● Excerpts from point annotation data
----

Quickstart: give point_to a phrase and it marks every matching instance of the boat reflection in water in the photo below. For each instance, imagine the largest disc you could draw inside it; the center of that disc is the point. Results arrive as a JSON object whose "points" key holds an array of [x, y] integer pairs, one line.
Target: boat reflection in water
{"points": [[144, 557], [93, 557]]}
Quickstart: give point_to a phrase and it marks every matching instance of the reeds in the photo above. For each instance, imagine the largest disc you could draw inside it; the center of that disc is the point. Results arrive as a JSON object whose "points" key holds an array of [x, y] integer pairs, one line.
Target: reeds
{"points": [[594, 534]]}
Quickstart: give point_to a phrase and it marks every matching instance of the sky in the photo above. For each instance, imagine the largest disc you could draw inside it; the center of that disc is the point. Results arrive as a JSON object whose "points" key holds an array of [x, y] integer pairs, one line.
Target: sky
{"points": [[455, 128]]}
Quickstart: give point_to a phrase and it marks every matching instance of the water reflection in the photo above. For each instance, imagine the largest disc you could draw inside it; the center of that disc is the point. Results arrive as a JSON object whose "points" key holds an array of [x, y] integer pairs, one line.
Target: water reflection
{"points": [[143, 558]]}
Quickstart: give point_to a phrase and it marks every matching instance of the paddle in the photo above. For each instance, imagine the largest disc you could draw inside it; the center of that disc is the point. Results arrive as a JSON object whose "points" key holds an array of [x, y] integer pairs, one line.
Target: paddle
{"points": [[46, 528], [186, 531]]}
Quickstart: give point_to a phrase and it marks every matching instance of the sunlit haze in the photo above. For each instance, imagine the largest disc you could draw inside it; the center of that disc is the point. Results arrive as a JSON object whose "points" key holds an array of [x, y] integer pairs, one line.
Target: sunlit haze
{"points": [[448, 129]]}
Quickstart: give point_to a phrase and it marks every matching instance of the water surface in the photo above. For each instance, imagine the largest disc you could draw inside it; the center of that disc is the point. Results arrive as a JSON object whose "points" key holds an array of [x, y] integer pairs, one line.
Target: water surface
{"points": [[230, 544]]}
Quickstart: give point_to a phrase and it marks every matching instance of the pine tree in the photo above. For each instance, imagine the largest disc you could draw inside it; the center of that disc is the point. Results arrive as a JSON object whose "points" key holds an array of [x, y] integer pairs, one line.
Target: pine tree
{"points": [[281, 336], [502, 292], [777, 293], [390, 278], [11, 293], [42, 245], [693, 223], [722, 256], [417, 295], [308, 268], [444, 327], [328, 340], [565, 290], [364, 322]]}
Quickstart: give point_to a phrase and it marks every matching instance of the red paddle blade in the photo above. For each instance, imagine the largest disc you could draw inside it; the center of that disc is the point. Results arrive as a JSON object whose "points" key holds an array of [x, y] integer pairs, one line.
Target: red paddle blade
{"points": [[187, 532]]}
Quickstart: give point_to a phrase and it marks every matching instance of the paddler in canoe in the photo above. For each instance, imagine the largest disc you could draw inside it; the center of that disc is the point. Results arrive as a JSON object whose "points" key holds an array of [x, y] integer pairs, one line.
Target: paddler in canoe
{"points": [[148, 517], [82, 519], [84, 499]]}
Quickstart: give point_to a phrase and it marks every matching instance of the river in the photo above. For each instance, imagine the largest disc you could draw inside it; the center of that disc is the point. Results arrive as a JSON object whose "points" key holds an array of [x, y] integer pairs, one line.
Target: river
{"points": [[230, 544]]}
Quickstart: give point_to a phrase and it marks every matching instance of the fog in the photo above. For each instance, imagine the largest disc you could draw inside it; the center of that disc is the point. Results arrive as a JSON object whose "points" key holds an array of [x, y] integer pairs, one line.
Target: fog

----

● DIRECTIONS FOR THIS TASK
Starting at the line that contains "of the pine" and continuing through the end of the material, rewrite only those lines with "disc" swapped for "circle" and everything else left unchanged.

● THE SOLUTION
Quickstart: give point_to a phrase and it marks every matching instance of the pine tree in the photo above. For each instance, imagine the largest circle you could draw inside it; the center of that circle is the point. Results arrive as a JSON object whose "points" key holds an array of [x, y] integer pairs, one line.
Target: pine tree
{"points": [[281, 336], [502, 292], [777, 293], [390, 278], [11, 293], [42, 245], [693, 223], [722, 256], [417, 295], [308, 268], [444, 327], [328, 340], [565, 290], [364, 322]]}
Quickstart: give point_to a phrase and it marks every matching instance of the red paddle blade in the photo above. For each instance, imagine the largest circle you could draw inside it; the center of that circle is the point. Results arrive as a JSON object whose "points" key holds an array of [x, y] integer pairs, one line.
Target: red paddle blade
{"points": [[187, 532]]}
Quickstart: give point_to a phrase and it marks every matching instance of the paddler in canoe in the photo above. For each instance, imagine the largest circle you could draw inside it; the center of that circle is the point. Results arrive as a JSON object whose "points" key holds an array of [x, y] integer pairs, one line.
Target: paddler in canoe
{"points": [[148, 517], [82, 519], [84, 499]]}
Quickstart: give point_to a phrase and it marks every matching instance of the river in the photo above. For each instance, imagine the largest circle you could draw inside it; the center of that circle is the point. Results arrive as a JSON object whose "points" key holds an array of [x, y] integer pairs, one line.
Target: river
{"points": [[230, 544]]}
Quickstart: give point_to a phrase and it marks every matching instance of the fog in the photo above. For each instance, imagine the largest circle you could draw inside it; the center of that circle is the point. Results arrive as a JSON object whose "points" key holds an array of [x, y] integer pairs, one line.
Target: fog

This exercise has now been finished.